Text section:
○ ○ ○ ○

Quantum computing exploits quantum physics (superposition and entanglement) to accelerate computation at the system / architectural level. We agree that AHaH does not do that.
I understand you’re trying to draw an analogy here, but “quantum computing” in that quote is not only confusing, it’s easily perceived as overstating the capabilities of the architecture. That’s risky since it will cause some readers (those familiar with quantum computing) to immediately dismiss your approach out of hand.
...but similar to quantum computing AHaH Computing embraces hardware as part of the solution
I have no argument with embracing hardware as part of the solution, but that’s not unique to AHaH and quantum computing. Many neuromorphic architectures based on memristors have been proposed over the last several years. Every one embraces the memristor hardware in its architecture. AHaH belongs in that camp, not in the quantum computing camp.
Bottom line: We agree that AHaH does classical computing. We perhaps disagree about the sociological and public relations risks of using the phrase “quantum computing” when describing AHaH.
Alex Nugent, CEO Knowm Inc:
That's risky since it will cause some readers (those familiar with quantum computing) to immediately dismiss your approach out of hand
Many people are incapable of asking questions and presume quite a lot about the capability (or incapability) of others. Its too bad. Its also a tad hypocritical considering the vast discrepancy between QC theory and practice. But in the end its those people who operate on their assumptions and fail to ask questions that get left out when the party starts. We are not looking to convert QC folks, and its OK if they dismiss AHaH Computing, although of course we would like to work with everybody.

○ ○ ○ ○

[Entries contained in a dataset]
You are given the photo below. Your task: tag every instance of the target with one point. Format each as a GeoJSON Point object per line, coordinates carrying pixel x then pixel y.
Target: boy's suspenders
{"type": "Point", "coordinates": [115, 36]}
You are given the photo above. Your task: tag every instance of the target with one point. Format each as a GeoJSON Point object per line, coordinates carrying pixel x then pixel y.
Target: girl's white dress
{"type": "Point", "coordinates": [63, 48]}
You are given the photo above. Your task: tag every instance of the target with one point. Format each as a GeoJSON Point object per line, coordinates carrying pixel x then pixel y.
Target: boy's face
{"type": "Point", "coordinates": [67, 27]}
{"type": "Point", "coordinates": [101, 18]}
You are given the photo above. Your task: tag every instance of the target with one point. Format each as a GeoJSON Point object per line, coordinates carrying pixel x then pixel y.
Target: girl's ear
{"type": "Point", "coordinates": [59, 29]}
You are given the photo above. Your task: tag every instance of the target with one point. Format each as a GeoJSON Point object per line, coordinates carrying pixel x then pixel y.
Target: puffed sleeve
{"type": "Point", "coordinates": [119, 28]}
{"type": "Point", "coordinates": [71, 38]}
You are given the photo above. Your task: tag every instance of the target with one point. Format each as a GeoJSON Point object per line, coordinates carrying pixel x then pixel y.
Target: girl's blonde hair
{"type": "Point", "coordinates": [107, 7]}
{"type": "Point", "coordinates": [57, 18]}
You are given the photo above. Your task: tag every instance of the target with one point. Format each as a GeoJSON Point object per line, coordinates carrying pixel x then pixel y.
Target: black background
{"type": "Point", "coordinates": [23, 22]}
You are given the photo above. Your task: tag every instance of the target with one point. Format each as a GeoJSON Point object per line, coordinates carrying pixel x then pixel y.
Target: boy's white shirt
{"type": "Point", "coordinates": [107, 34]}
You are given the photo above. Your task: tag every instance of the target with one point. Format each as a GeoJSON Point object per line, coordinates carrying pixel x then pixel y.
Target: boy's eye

○ ○ ○ ○

Task instructions:
A – In the thread on AHaH Computing, what kind of computing do both sides agree AHaH does?
B – Write out the passage of the thread on AHaH Computing starting at "I understand you’re" and ending at "quantum computing camp.".

Task-by-task solutions:
A – Classical computing.

B –
I understand you’re trying to draw an analogy here, but “quantum computing” in that quote is not only confusing, it’s easily perceived as overstating the capabilities of the architecture. That’s risky since it will cause some readers (those familiar with quantum computing) to immediately dismiss your approach out of hand.
...but similar to quantum computing AHaH Computing embraces hardware as part of the solution
I have no argument with embracing hardware as part of the solution, but that’s not unique to AHaH and quantum computing. Many neuromorphic architectures based on memristors have been proposed over the last several years. Every one embraces the memristor hardware in its architecture. AHaH belongs in that camp, not in the quantum computing camp.